• [PROMPT]
A faithful copy is required of the lines from the top of the entries through the line that contains "Target: flower center", both included, with no pictures.
***** EXTRACTED ENTRIES
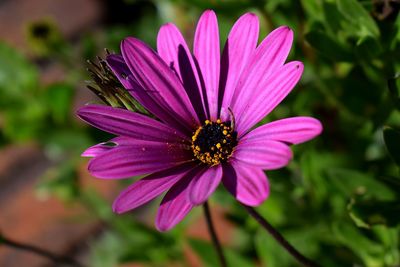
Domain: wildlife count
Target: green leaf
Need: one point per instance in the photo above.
(366, 213)
(18, 77)
(352, 182)
(392, 141)
(357, 16)
(328, 47)
(209, 257)
(58, 98)
(371, 252)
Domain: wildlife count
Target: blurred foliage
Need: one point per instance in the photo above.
(338, 202)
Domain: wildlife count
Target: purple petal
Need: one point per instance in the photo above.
(151, 73)
(101, 148)
(276, 88)
(269, 56)
(138, 158)
(240, 46)
(290, 130)
(172, 48)
(175, 205)
(207, 53)
(127, 123)
(247, 184)
(264, 154)
(204, 184)
(149, 187)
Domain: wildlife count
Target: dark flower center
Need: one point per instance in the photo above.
(213, 142)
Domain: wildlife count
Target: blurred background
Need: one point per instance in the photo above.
(337, 202)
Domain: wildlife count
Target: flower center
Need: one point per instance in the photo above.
(213, 142)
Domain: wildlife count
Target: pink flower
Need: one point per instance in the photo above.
(205, 105)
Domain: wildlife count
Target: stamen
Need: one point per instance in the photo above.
(213, 142)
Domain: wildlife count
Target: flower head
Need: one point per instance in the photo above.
(205, 106)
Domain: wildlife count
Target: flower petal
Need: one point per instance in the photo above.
(239, 47)
(151, 73)
(172, 48)
(101, 148)
(127, 123)
(269, 56)
(138, 158)
(144, 97)
(207, 53)
(204, 184)
(277, 87)
(249, 185)
(264, 154)
(290, 130)
(175, 205)
(149, 187)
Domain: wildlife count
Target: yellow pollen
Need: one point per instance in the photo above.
(213, 142)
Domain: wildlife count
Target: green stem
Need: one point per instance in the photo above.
(281, 240)
(213, 234)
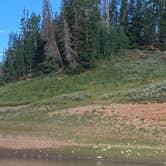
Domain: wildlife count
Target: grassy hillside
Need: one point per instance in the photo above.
(102, 130)
(140, 76)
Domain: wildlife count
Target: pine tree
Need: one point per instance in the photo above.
(69, 52)
(52, 49)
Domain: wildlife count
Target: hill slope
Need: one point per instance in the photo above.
(138, 76)
(35, 114)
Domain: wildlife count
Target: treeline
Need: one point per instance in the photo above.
(84, 30)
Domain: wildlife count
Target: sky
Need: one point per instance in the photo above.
(11, 12)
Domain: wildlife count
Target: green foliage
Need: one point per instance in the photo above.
(137, 76)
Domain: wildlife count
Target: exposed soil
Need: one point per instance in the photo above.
(141, 115)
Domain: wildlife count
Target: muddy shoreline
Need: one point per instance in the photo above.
(54, 155)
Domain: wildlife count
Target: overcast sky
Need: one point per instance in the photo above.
(11, 12)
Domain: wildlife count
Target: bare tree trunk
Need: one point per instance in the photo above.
(106, 12)
(52, 49)
(124, 11)
(69, 52)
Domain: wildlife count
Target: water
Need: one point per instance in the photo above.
(15, 162)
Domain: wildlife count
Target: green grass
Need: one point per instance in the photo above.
(133, 77)
(139, 76)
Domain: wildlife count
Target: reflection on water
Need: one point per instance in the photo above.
(59, 163)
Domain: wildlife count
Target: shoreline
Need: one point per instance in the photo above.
(54, 155)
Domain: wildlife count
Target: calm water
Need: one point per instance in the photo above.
(58, 163)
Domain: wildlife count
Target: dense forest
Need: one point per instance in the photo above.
(84, 30)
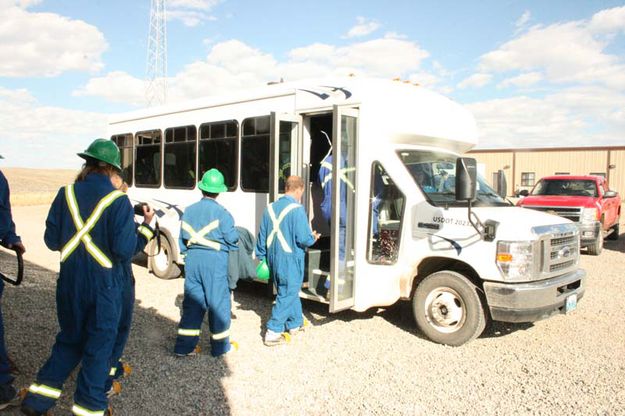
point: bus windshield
(435, 174)
(568, 187)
**********
• [EXPECTED ANSWER]
Domain: wildlife count
Target: green leaf
Need: one point per instance in the photo above.
(366, 213)
(18, 77)
(352, 182)
(392, 141)
(357, 16)
(328, 47)
(209, 257)
(58, 98)
(371, 252)
Domain: wildlife count
Target: blurred foliage
Need: one point per instance in the photo above.
(338, 202)
Domain: wildlife count
Target: purple petal
Need: one point per instance in the photo above.
(151, 73)
(101, 148)
(276, 88)
(269, 56)
(138, 158)
(240, 46)
(290, 130)
(172, 48)
(175, 205)
(207, 53)
(127, 123)
(247, 184)
(264, 154)
(204, 184)
(149, 187)
Domain: wildlife count
Target: dark flower center
Need: one point per instance in the photo above.
(213, 142)
Domain: wildlife count
Target: blurred background
Need: one point per instance in the photo above.
(337, 202)
Domain: wildlife count
Target: flower center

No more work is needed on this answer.